▶ [Data entries]
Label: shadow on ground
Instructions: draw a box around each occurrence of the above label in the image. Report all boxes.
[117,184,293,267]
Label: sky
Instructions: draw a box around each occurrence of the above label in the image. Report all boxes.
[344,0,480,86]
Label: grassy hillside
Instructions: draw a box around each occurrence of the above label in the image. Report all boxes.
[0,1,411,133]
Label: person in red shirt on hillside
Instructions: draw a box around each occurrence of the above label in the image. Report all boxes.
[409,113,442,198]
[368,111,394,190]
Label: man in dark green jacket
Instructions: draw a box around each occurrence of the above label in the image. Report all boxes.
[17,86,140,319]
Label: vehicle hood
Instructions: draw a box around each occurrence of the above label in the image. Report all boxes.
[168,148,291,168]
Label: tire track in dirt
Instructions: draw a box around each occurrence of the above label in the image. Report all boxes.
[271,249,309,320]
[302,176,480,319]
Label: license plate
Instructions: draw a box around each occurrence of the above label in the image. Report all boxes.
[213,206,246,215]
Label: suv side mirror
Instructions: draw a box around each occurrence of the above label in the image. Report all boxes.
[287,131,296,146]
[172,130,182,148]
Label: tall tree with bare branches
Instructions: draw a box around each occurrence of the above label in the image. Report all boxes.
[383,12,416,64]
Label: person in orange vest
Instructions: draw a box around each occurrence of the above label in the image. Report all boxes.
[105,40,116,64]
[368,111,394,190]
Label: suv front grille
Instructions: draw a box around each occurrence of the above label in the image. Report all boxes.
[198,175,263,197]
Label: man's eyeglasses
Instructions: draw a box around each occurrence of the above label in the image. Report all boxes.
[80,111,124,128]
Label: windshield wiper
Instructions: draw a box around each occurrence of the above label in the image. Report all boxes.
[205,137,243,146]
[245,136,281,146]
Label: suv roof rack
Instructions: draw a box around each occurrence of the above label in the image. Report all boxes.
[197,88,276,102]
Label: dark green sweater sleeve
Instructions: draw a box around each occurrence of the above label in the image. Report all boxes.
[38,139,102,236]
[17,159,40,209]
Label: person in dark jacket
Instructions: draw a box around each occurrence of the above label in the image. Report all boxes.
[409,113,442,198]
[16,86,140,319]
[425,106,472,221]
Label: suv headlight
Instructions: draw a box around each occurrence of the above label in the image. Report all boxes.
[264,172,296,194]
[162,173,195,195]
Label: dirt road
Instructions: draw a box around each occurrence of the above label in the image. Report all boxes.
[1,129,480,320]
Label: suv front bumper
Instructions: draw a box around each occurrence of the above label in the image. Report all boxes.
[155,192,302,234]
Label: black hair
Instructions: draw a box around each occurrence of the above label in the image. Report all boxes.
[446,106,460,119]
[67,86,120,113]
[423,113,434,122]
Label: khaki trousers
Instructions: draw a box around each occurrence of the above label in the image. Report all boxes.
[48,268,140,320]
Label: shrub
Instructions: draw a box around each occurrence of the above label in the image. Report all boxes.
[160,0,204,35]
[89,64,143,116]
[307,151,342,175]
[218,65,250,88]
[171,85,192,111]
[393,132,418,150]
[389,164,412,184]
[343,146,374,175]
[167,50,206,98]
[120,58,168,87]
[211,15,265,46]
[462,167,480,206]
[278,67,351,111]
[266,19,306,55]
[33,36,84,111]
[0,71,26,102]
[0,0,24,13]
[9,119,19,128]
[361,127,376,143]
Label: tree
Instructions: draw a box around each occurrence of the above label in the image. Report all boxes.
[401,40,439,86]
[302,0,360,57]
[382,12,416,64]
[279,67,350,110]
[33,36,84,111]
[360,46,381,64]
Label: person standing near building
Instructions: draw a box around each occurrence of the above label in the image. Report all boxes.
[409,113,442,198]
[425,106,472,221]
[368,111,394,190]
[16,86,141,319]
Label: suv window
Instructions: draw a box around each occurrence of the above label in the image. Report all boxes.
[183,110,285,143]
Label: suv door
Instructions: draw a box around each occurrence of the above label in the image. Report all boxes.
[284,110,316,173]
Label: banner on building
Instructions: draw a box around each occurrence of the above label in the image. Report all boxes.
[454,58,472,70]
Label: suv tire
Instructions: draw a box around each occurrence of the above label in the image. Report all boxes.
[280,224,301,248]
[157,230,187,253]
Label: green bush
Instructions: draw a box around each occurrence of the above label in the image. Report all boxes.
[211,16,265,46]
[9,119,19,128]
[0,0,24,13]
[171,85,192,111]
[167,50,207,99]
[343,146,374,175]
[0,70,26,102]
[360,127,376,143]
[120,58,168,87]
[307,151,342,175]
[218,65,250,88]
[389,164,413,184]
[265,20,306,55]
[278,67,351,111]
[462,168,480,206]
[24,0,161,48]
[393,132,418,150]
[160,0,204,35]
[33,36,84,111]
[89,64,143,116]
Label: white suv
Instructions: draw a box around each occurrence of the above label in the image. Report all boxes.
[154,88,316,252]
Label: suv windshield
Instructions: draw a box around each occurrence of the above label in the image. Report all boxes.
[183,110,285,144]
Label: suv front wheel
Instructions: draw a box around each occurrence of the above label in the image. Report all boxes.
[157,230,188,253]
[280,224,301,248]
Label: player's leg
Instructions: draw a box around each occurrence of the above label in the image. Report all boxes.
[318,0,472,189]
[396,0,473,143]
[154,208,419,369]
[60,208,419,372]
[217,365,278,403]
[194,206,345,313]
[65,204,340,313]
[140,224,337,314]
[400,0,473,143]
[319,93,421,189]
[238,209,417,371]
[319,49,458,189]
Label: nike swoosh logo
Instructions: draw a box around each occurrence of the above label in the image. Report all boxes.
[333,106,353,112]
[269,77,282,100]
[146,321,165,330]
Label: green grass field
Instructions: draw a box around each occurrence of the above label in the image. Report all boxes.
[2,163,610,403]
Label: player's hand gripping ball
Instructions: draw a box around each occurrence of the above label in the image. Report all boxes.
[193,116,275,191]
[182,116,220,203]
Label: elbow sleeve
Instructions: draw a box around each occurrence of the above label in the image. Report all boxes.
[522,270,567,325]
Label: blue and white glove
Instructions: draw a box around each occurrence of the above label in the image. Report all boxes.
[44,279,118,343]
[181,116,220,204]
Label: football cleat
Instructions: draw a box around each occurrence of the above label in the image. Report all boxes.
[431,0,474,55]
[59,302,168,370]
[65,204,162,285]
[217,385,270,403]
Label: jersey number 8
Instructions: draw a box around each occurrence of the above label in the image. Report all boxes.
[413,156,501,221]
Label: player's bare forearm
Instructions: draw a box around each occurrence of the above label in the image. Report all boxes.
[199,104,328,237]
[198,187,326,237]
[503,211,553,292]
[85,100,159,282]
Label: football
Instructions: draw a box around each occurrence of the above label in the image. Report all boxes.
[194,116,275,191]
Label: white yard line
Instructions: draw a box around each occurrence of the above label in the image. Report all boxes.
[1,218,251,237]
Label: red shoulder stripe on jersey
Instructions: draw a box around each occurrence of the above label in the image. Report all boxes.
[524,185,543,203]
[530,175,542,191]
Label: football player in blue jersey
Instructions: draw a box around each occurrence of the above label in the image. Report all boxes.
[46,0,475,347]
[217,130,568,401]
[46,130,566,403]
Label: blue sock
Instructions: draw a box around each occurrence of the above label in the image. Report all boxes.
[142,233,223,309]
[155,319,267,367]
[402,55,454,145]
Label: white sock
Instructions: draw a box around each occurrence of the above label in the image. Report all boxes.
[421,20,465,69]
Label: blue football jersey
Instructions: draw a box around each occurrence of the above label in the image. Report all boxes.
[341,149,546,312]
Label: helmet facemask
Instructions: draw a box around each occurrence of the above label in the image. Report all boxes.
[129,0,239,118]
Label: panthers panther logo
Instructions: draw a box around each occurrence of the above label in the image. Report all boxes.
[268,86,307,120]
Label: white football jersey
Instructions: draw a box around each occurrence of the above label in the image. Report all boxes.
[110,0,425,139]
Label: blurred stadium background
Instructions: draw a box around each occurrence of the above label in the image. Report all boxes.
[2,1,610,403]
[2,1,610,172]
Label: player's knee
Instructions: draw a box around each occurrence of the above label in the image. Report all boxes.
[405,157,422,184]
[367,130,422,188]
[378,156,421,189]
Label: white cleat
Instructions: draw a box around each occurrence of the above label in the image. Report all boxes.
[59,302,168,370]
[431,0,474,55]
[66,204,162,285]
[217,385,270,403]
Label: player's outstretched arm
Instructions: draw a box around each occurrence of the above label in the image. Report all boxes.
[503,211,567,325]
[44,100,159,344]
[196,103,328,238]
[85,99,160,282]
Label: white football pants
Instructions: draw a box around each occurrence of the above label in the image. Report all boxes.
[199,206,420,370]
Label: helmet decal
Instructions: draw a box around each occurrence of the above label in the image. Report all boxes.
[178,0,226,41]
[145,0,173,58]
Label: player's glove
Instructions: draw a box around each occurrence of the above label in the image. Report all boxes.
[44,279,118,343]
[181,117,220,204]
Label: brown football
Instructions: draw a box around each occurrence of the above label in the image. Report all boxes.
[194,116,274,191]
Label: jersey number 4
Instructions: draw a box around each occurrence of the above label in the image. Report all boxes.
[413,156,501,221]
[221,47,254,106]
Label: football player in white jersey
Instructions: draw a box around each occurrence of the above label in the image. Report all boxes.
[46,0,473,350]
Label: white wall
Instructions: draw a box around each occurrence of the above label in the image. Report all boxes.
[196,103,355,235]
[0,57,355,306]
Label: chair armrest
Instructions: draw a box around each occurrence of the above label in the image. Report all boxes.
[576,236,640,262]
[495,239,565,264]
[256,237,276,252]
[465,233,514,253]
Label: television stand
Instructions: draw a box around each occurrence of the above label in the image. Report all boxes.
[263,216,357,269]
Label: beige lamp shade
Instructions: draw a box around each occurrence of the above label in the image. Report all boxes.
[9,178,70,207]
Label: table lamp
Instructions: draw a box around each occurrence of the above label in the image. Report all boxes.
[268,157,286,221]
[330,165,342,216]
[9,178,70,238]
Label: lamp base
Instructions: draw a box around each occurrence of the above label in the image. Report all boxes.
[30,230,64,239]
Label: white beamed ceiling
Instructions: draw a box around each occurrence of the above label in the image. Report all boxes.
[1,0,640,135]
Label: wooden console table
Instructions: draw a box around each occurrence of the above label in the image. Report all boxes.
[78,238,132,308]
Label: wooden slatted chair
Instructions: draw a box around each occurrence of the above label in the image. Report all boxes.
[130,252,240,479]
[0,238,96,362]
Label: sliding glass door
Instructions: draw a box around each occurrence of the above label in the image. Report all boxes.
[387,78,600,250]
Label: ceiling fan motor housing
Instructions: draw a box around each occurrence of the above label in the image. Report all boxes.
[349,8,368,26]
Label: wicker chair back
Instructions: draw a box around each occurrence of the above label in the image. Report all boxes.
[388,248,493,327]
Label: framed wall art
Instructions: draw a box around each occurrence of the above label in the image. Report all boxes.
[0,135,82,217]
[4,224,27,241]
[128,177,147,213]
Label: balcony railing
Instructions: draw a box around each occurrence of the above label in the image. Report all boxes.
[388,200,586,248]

▶ [PROBLEM STATEMENT] Each line of the records that holds the word "wooden" should be copied out.

▶ [RESULT]
Label: wooden console table
Label: wooden slatted chair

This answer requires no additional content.